▶ _The task_
Set out exactly every line of the entries below, starting at the line that holds "Target: sail batten" and stopping after the line that holds "the blue sail".

━━ Records shown ━━

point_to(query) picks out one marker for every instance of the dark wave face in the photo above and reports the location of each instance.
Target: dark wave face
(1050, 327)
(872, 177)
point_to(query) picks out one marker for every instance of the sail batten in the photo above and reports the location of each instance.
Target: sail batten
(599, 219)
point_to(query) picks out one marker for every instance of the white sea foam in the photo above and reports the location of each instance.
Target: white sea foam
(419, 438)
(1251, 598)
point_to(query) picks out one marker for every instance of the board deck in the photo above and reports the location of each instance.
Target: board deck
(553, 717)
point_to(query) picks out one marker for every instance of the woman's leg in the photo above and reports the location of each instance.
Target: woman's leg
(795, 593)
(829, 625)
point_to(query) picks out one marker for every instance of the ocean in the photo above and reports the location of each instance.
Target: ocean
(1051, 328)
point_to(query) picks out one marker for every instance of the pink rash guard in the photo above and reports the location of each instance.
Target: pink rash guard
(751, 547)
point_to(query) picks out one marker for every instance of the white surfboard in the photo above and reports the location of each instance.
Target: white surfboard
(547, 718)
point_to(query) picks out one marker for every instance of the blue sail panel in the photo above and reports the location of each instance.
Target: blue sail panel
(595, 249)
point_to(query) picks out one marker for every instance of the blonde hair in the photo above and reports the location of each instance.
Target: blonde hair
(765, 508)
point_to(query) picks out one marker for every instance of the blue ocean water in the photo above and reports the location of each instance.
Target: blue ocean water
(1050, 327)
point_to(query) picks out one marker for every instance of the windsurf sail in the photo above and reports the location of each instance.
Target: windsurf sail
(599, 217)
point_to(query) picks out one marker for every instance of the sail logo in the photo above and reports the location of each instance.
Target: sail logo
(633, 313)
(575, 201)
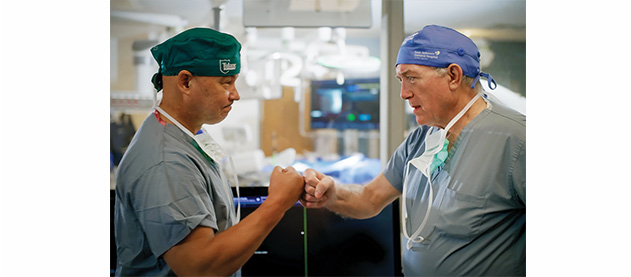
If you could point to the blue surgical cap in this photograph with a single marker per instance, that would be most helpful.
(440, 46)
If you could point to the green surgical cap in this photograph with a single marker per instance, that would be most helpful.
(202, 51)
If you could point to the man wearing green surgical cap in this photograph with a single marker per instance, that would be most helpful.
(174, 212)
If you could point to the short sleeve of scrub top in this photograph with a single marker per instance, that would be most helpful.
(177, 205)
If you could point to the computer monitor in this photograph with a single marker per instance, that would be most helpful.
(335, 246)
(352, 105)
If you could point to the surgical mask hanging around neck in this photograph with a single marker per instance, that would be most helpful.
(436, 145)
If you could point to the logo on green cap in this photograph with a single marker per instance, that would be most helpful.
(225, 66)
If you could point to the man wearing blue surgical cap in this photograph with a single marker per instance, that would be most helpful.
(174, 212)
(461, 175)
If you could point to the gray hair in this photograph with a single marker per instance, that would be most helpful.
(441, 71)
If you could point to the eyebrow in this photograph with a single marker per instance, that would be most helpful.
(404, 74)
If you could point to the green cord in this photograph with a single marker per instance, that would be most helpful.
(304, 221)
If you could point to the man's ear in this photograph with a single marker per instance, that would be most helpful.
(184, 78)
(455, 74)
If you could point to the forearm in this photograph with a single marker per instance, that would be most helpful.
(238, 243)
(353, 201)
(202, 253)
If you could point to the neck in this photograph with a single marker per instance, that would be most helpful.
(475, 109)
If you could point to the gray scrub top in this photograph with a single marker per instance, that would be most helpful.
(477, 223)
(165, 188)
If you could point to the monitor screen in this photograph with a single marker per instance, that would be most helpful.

━━━
━━ Records shown ━━

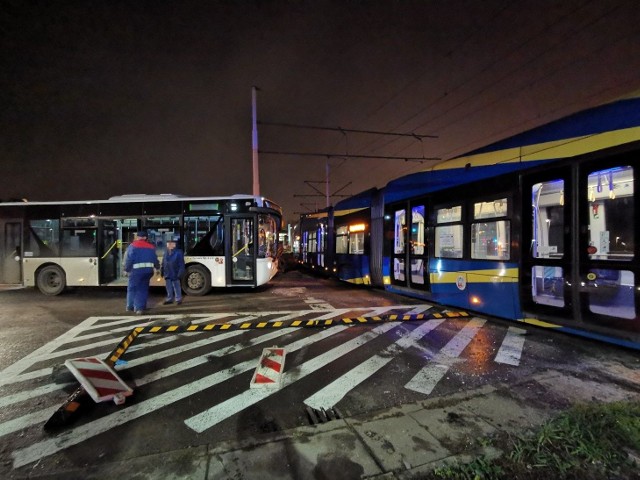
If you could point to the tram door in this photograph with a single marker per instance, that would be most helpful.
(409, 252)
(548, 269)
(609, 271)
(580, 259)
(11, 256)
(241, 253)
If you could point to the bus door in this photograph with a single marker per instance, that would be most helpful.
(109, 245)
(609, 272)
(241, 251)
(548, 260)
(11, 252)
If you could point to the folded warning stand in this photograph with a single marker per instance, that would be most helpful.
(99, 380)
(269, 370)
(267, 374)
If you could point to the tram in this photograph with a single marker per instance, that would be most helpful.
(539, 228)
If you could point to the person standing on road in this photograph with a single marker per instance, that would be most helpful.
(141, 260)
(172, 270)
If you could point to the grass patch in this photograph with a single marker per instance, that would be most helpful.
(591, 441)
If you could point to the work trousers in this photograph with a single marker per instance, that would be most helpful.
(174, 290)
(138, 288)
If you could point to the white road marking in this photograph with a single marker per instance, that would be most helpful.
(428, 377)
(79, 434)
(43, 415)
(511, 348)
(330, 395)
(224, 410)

━━━
━━ Records shown ━━

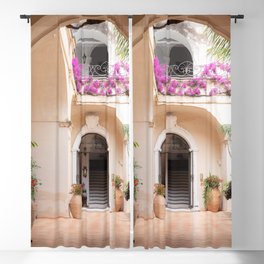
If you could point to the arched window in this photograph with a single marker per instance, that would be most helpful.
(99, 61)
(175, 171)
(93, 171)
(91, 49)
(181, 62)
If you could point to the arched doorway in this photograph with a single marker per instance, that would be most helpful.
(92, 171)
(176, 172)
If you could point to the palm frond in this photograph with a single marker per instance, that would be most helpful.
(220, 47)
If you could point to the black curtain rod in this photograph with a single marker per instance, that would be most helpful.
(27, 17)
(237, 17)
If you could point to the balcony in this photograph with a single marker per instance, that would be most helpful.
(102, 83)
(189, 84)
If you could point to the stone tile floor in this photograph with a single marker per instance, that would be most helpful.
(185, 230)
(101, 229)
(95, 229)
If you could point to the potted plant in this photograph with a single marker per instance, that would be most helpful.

━━━

▶ _Solution to the exercise_
Target: sail batten
(599, 219)
point_to(query) picks out one marker for every instance of the white sea foam in the photo above and reports the location of each instance.
Target: white sea foam
(419, 438)
(1251, 598)
point_to(query) picks out one marker for every instance of the board deck in the photo above and reports the location of each instance.
Target: board deck
(553, 717)
point_to(query) picks out one marker for every instance of the woman's leg in the photo above and reports the location of each instance.
Target: woman's leg
(795, 593)
(829, 625)
point_to(query) picks out one marker for every instance of the ocean in the photo above and reports the location of each instance.
Target: ocean
(1051, 328)
point_to(query) picks out one marker for every instance of the pink rash guard in the photo above and reports the location of each instance.
Target: pink rash guard
(751, 547)
point_to(query) picks out one marker for every instance of the white surfboard in the photo above and reports the location of each instance.
Target: white surfboard
(547, 718)
point_to(query) picks out one marker for every instance of the blue sail panel in the photo above and reports the location of each instance.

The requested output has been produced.